** Begin **
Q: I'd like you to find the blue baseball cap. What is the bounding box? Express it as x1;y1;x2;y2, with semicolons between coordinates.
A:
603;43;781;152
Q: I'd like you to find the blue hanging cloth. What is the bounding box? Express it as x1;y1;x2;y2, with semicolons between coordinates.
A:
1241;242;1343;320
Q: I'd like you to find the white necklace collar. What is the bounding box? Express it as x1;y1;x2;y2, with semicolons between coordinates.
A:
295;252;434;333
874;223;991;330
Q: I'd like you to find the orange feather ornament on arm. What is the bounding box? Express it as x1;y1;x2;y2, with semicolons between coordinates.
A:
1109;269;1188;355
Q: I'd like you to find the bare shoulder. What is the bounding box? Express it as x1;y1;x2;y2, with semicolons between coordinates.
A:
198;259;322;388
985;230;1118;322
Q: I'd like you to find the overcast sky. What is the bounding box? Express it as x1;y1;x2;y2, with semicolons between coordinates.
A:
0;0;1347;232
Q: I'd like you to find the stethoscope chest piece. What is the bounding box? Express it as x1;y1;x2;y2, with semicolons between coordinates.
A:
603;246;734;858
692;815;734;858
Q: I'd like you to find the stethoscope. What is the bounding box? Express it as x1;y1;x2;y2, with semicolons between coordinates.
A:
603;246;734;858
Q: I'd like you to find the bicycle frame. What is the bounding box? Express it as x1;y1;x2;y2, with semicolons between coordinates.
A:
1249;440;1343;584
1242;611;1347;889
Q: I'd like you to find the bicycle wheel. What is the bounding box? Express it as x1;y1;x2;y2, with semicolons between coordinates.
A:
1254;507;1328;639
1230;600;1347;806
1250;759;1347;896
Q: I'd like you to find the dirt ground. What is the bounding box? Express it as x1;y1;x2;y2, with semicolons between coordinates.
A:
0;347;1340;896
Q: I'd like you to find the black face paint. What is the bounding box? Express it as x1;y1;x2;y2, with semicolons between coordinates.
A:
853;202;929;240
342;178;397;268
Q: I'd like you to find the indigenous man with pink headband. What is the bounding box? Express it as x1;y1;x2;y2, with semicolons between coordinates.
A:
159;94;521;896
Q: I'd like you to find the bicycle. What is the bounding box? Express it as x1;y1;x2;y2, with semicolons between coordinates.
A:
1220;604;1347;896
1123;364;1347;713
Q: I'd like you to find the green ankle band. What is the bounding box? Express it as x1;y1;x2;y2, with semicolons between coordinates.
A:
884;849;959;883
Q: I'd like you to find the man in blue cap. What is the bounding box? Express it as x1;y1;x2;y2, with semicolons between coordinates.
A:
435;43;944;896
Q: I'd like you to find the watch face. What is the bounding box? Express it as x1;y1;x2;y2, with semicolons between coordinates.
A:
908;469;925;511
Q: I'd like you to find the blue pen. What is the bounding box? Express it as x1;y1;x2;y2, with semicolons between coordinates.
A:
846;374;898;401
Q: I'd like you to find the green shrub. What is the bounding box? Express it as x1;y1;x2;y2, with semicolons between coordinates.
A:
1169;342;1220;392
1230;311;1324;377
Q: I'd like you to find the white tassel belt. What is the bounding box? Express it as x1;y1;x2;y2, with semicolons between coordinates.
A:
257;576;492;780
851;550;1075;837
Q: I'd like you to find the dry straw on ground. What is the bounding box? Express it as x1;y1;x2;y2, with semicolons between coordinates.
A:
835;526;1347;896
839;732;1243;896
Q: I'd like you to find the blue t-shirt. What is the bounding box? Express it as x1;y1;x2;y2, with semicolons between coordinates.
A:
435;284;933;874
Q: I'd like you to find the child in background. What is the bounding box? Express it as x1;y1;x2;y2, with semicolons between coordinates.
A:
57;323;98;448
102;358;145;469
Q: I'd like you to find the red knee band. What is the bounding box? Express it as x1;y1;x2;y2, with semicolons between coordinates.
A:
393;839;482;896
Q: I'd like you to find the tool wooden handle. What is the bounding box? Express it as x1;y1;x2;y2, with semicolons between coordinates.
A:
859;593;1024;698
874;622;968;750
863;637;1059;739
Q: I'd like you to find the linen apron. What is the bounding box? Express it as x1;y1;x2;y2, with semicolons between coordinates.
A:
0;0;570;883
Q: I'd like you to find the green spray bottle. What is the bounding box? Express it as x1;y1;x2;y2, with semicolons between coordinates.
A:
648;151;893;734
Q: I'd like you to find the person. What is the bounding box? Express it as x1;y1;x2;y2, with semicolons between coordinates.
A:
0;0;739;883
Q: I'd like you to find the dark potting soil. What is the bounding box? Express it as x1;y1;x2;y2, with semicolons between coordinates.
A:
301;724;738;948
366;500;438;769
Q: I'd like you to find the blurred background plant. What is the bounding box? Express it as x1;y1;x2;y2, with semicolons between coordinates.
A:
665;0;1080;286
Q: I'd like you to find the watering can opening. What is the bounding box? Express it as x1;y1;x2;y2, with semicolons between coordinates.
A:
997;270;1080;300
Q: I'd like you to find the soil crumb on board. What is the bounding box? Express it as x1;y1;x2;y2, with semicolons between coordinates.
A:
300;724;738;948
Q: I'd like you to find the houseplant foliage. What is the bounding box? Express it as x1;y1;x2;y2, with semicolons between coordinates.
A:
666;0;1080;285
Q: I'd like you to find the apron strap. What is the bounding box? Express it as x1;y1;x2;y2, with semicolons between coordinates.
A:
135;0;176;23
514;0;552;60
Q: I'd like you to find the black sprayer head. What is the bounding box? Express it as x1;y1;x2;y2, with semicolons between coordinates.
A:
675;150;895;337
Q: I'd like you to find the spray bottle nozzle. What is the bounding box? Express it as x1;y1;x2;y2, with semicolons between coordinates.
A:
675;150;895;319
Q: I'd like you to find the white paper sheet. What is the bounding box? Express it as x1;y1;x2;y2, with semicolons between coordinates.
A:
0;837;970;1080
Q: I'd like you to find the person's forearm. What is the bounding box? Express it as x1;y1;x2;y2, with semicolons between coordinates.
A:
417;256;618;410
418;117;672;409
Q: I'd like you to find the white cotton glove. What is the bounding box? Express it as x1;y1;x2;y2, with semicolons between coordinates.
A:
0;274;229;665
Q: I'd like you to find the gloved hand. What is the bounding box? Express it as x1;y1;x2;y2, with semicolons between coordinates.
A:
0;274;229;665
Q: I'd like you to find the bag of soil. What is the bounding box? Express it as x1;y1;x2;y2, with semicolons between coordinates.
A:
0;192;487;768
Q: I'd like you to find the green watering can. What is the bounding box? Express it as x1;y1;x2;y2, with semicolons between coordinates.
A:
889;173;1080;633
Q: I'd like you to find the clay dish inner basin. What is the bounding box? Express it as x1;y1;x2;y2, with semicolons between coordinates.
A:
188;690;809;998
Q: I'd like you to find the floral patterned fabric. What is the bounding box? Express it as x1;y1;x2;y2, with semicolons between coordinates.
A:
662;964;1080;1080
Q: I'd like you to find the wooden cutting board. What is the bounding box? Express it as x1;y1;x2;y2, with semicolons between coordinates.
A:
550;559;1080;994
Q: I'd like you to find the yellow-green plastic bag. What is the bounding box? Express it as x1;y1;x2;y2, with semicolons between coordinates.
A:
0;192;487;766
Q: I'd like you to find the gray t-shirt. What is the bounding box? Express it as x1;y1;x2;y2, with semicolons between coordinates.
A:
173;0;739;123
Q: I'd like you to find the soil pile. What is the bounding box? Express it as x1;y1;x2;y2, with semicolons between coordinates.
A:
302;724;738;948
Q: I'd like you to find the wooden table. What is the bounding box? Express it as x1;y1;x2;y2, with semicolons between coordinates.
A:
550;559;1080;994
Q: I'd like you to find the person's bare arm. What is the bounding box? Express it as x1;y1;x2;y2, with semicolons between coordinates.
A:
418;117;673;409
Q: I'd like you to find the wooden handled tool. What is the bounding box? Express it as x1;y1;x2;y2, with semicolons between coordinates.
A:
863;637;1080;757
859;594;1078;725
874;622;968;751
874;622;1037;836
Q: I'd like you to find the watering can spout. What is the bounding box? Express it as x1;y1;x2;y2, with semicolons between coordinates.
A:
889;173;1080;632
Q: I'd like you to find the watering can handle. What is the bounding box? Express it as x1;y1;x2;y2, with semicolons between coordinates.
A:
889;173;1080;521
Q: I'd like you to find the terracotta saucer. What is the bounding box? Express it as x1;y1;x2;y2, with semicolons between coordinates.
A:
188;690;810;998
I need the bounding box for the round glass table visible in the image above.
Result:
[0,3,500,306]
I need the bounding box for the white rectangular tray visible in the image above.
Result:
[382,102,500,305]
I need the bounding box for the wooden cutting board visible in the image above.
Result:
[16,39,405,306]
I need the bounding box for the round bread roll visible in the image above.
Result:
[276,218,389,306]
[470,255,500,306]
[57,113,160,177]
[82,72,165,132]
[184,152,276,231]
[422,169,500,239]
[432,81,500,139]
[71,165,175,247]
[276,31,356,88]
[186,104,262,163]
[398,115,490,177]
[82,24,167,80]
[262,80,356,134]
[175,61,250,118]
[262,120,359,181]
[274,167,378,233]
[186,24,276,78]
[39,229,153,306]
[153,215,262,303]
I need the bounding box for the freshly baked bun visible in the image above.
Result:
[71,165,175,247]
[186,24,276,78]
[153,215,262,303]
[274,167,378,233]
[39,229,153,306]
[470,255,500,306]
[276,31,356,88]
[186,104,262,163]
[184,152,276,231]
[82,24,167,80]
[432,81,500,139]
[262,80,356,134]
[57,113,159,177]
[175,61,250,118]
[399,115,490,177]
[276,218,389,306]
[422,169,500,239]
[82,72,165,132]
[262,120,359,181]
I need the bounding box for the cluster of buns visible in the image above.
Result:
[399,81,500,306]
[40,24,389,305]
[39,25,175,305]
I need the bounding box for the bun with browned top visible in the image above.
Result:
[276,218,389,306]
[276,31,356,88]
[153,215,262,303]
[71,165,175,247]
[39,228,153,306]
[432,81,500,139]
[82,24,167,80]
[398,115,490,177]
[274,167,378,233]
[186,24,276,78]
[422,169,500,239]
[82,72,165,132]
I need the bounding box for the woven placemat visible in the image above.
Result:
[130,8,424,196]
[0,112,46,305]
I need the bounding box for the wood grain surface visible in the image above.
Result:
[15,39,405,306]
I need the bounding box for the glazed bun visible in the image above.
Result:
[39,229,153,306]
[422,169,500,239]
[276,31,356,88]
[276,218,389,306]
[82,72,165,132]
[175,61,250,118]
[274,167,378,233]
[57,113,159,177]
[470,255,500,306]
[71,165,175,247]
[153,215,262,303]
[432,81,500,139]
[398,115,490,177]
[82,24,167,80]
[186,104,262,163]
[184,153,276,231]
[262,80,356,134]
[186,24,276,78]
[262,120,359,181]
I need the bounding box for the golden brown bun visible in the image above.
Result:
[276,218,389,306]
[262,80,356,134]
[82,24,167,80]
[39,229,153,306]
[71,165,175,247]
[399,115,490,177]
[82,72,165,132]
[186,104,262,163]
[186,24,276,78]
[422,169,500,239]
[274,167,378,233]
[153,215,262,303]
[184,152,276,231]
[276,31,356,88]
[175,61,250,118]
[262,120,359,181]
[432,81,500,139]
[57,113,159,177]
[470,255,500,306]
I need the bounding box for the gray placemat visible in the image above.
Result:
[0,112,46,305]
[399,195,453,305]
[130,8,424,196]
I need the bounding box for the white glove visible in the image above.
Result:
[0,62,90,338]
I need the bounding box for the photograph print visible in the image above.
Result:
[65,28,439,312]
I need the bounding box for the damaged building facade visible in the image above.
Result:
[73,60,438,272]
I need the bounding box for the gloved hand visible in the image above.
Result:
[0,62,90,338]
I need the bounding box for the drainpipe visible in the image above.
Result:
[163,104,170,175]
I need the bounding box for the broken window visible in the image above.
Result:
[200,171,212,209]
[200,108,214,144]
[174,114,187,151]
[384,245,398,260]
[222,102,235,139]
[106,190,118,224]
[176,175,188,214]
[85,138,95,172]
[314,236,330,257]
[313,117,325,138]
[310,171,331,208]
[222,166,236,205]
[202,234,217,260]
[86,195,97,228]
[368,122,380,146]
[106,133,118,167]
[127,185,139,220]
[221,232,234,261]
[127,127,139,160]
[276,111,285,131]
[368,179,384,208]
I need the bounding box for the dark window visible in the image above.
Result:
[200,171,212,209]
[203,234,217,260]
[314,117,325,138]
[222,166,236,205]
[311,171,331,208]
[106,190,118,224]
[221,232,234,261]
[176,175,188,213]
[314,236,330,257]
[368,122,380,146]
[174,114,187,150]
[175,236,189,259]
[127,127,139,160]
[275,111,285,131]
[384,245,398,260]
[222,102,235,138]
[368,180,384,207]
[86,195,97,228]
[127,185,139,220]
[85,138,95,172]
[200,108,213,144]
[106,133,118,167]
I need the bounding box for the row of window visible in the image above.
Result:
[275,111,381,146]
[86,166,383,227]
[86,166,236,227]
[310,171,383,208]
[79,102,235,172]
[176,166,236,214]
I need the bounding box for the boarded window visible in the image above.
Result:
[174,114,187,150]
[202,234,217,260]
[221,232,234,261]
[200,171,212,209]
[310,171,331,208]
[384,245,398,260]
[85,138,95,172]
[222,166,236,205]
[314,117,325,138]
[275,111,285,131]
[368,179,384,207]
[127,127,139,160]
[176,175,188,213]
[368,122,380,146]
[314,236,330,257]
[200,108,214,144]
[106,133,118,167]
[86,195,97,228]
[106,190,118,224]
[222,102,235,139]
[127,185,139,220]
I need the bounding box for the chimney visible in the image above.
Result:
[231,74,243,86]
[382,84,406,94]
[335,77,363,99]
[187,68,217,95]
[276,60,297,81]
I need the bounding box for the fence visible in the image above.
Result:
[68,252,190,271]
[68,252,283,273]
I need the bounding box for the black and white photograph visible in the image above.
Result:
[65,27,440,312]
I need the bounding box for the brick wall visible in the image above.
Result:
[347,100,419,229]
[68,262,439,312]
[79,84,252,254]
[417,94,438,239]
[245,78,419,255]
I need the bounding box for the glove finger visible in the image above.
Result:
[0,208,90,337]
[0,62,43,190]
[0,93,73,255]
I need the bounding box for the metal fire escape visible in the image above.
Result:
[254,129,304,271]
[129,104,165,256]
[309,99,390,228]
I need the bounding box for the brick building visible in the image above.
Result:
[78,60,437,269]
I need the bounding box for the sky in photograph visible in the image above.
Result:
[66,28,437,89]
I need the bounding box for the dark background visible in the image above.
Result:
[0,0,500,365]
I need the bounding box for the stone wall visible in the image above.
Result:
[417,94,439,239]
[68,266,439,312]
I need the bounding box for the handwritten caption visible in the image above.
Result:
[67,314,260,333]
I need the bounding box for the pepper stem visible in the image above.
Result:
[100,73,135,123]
** End **
- [AIM OF THE TASK] Please edit the lines from the one containing "Q: I'd like you to find the blue pen." down to the one containing "851;550;1075;837", replacing "green shrub" with "green bush" and leaving everything else unchanged. Return only those lines.

- [TASK RESPONSE]
Q: I'd like you to find the blue pen. What is the bounding box? Express it as x1;y1;x2;y2, with semicolons between coordinates.
A:
846;374;898;401
Q: I'd like you to find the green bush. What is the bounding box? Express it as x1;y1;x2;y2, with semicolons between coordinates.
A:
1169;342;1220;392
1230;311;1324;377
Q: I'd like you to find the white tassel belt. What is the bounding box? Express it as x1;y1;x2;y2, with semicolons between coordinates.
A:
257;576;492;780
851;550;1075;837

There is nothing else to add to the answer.